Dataset extract ▸

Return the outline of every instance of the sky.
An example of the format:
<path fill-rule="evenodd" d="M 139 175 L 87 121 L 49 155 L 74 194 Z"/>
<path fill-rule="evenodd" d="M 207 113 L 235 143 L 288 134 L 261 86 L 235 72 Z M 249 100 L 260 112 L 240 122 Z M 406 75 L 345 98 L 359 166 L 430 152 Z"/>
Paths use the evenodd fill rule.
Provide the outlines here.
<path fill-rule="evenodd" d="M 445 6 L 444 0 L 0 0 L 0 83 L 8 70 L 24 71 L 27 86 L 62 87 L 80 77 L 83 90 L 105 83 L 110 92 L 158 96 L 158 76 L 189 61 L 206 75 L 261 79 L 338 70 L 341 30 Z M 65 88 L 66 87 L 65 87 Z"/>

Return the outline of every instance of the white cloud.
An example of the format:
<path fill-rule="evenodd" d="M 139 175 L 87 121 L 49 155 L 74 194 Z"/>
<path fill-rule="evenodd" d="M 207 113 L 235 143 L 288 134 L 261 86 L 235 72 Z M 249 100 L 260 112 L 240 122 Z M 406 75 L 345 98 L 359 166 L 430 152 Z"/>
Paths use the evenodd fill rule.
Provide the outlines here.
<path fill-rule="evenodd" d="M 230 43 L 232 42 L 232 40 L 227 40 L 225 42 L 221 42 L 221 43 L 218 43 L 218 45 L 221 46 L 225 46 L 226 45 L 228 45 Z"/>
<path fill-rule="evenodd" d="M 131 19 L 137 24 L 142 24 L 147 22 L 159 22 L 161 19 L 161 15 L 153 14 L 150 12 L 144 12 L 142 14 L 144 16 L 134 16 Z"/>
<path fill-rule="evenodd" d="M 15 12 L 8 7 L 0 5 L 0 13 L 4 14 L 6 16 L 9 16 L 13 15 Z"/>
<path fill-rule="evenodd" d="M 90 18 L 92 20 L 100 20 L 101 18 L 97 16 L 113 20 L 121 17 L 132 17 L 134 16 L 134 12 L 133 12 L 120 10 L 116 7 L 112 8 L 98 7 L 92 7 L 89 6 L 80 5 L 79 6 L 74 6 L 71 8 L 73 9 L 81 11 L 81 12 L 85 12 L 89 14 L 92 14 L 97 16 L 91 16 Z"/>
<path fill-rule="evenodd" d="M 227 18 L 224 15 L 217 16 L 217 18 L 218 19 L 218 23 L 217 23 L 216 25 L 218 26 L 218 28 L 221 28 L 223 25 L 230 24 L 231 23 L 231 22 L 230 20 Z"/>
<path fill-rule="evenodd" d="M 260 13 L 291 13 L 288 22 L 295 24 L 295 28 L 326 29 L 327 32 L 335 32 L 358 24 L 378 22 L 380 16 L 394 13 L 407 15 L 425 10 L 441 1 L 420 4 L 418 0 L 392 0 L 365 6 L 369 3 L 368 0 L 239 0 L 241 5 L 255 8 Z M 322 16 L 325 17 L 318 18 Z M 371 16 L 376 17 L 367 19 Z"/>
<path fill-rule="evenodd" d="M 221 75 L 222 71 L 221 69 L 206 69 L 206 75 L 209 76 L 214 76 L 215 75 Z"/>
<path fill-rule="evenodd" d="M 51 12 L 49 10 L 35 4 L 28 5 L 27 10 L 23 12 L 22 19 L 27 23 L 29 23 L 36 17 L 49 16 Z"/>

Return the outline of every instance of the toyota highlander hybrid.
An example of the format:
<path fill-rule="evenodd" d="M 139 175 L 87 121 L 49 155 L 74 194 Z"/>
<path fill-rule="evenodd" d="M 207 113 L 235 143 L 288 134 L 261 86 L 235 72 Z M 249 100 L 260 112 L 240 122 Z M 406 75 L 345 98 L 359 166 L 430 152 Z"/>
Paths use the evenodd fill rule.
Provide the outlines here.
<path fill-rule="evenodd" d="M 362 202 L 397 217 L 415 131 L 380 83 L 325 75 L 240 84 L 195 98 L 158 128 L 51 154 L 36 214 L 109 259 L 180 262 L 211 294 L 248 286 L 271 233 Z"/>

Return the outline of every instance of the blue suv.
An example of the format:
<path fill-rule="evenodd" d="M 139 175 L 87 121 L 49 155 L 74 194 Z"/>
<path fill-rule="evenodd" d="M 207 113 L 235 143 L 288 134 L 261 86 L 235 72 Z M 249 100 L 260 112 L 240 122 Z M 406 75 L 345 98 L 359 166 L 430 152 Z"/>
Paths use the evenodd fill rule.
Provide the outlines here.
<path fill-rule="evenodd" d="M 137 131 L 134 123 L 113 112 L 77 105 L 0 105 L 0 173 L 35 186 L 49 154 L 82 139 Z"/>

Exercise objective ▸
Rewrite every line of all the records above as one numbered list, leaving out the blank lines.

Solution to this problem ▸
1. Return the outline of every instance of the sky.
2. An example of the format:
3. <path fill-rule="evenodd" d="M 139 175 L 87 121 L 49 155 L 74 194 Z"/>
4. <path fill-rule="evenodd" d="M 207 113 L 235 143 L 288 134 L 261 86 L 235 72 Z M 249 100 L 260 112 L 240 122 Z M 406 75 L 345 98 L 359 166 L 430 152 Z"/>
5. Paths use the evenodd fill rule.
6. Provide the outlines here.
7. <path fill-rule="evenodd" d="M 445 6 L 444 0 L 0 0 L 0 83 L 8 70 L 24 71 L 27 86 L 62 87 L 80 77 L 83 90 L 105 83 L 110 92 L 158 96 L 158 76 L 189 61 L 206 75 L 261 79 L 338 70 L 341 30 Z M 65 88 L 66 87 L 65 87 Z"/>
8. Return the outline of every instance of the white cloud.
9. An example of the format:
10. <path fill-rule="evenodd" d="M 139 175 L 87 121 L 49 155 L 74 194 Z"/>
11. <path fill-rule="evenodd" d="M 207 113 L 235 143 L 288 134 L 261 86 L 235 72 Z M 249 100 L 260 112 L 240 122 Z M 406 75 L 345 98 L 359 166 L 430 152 Z"/>
12. Paths use the evenodd fill rule.
13. Provide the outlines here.
14. <path fill-rule="evenodd" d="M 230 43 L 232 42 L 232 40 L 227 40 L 225 42 L 221 42 L 221 43 L 218 43 L 218 45 L 221 46 L 225 46 L 226 45 L 228 45 Z"/>
15. <path fill-rule="evenodd" d="M 131 19 L 137 24 L 142 24 L 147 22 L 159 22 L 161 19 L 161 15 L 153 14 L 150 12 L 144 12 L 142 14 L 144 16 L 134 16 Z"/>
16. <path fill-rule="evenodd" d="M 15 12 L 8 7 L 0 5 L 0 13 L 4 14 L 6 16 L 9 16 L 13 15 Z"/>
17. <path fill-rule="evenodd" d="M 90 18 L 92 20 L 100 20 L 101 18 L 97 16 L 113 20 L 121 17 L 132 17 L 134 16 L 134 12 L 133 12 L 120 10 L 116 7 L 112 8 L 98 7 L 92 7 L 89 6 L 80 5 L 79 6 L 74 6 L 71 8 L 73 9 L 81 11 L 81 12 L 85 12 L 89 14 L 92 14 L 97 16 L 91 16 Z"/>
18. <path fill-rule="evenodd" d="M 227 18 L 224 15 L 217 16 L 217 18 L 218 19 L 218 23 L 217 23 L 216 25 L 218 26 L 218 28 L 221 28 L 223 25 L 230 24 L 231 23 L 231 22 L 230 20 Z"/>
19. <path fill-rule="evenodd" d="M 260 13 L 291 13 L 288 22 L 295 24 L 295 28 L 326 29 L 327 32 L 335 32 L 358 24 L 378 22 L 380 16 L 394 13 L 407 15 L 425 10 L 441 1 L 420 4 L 418 0 L 392 0 L 365 6 L 369 3 L 368 0 L 239 0 L 241 5 L 255 8 Z M 322 16 L 325 17 L 318 18 Z M 371 16 L 376 17 L 367 19 Z"/>
20. <path fill-rule="evenodd" d="M 221 75 L 222 71 L 221 69 L 206 69 L 206 75 L 209 76 L 214 76 L 215 75 Z"/>
21. <path fill-rule="evenodd" d="M 51 12 L 49 10 L 35 4 L 28 5 L 27 10 L 23 12 L 22 19 L 27 23 L 29 23 L 36 17 L 49 16 Z"/>
22. Return the outline of every instance of the toyota highlander hybrid.
23. An example of the format:
24. <path fill-rule="evenodd" d="M 139 175 L 87 121 L 49 155 L 74 194 Z"/>
25. <path fill-rule="evenodd" d="M 207 113 L 235 143 L 288 134 L 261 86 L 235 72 Z M 249 100 L 260 112 L 240 122 Z M 406 75 L 345 98 L 359 166 L 430 152 Z"/>
26. Paths use the evenodd fill rule.
27. Provide the outlines here.
28. <path fill-rule="evenodd" d="M 362 202 L 397 217 L 415 131 L 380 83 L 325 75 L 240 84 L 195 98 L 158 128 L 51 154 L 36 214 L 109 259 L 180 262 L 211 294 L 248 286 L 271 233 Z"/>
29. Return the outline of every instance of the blue suv.
30. An example of the format:
31. <path fill-rule="evenodd" d="M 139 175 L 87 121 L 49 155 L 74 194 Z"/>
32. <path fill-rule="evenodd" d="M 207 113 L 235 143 L 288 134 L 261 86 L 235 72 Z M 249 100 L 260 112 L 240 122 Z M 406 75 L 345 98 L 359 166 L 430 152 Z"/>
33. Paths use the evenodd fill rule.
34. Provide the outlines here.
35. <path fill-rule="evenodd" d="M 137 131 L 134 123 L 113 112 L 77 105 L 0 105 L 0 173 L 35 186 L 49 154 L 82 139 Z"/>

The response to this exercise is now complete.